# Short exercise
Copy out the lines from the one containing "Pick-planner input: for every instance of the distant" through the one containing "point(153, 295)", inclusive, reproducing them word for word.

# Records shown
----

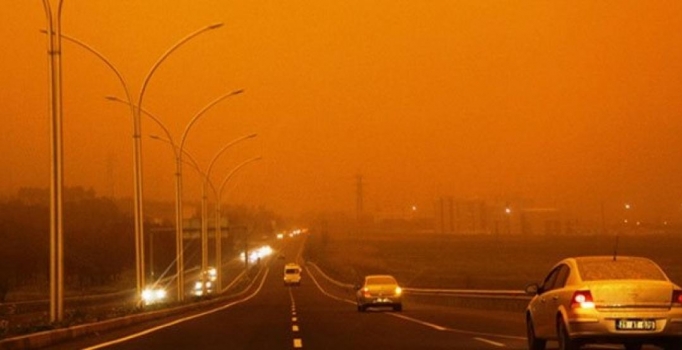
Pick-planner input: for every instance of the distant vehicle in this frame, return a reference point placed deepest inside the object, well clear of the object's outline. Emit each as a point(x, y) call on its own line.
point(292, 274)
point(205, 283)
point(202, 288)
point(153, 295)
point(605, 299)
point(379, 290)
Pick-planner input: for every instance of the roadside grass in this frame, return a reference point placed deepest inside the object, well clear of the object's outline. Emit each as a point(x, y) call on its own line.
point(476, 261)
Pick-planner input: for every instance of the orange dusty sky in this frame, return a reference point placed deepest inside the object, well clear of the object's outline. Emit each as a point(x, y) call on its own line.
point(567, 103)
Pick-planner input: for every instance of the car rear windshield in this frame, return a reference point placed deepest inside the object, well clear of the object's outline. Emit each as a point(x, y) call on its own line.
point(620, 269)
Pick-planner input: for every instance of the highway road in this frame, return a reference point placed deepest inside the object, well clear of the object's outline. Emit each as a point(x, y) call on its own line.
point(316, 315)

----

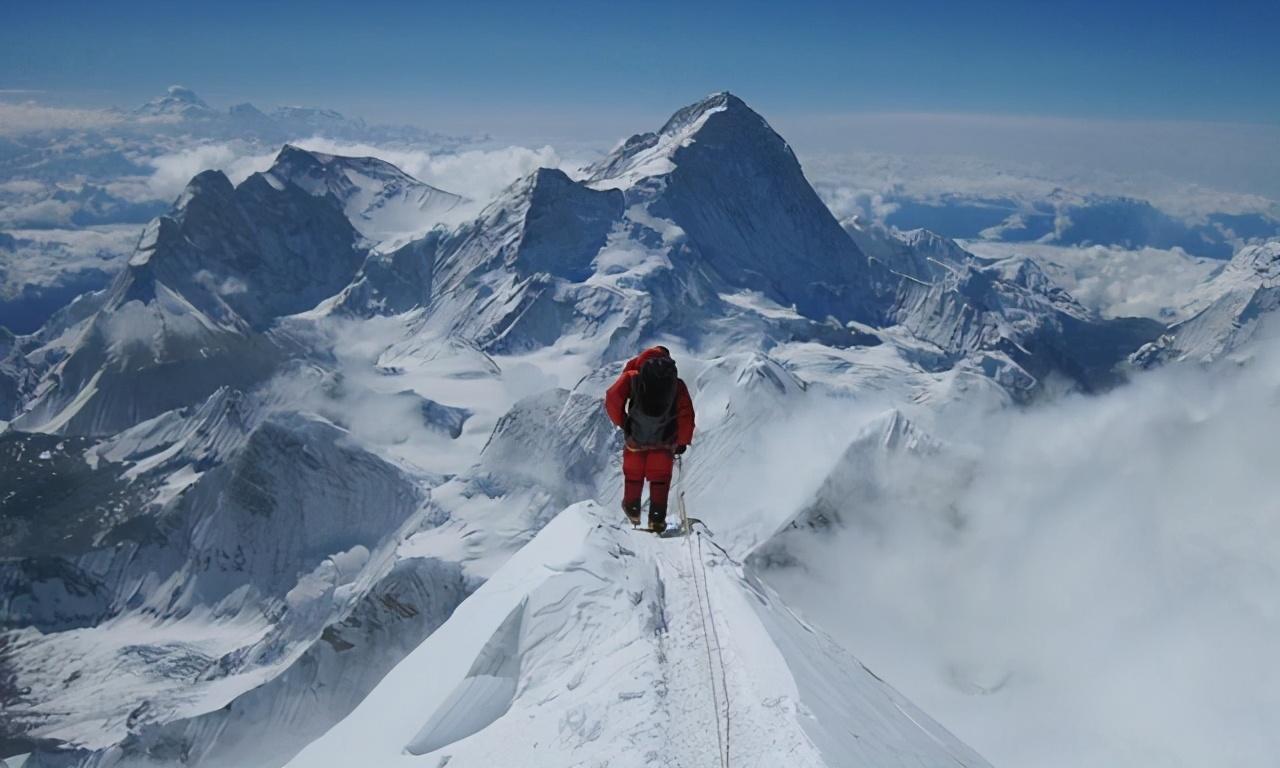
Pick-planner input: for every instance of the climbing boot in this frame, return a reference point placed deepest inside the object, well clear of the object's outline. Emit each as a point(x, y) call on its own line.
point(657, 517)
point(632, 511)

----

# Final result
Pick-planner input: for every instance of the distant vehicle in this frame, return a reference point placed deepest inside the object, well clear of the object's outline. Emit each as a point(x, y) call on its own line.
point(292, 274)
point(205, 283)
point(202, 288)
point(153, 295)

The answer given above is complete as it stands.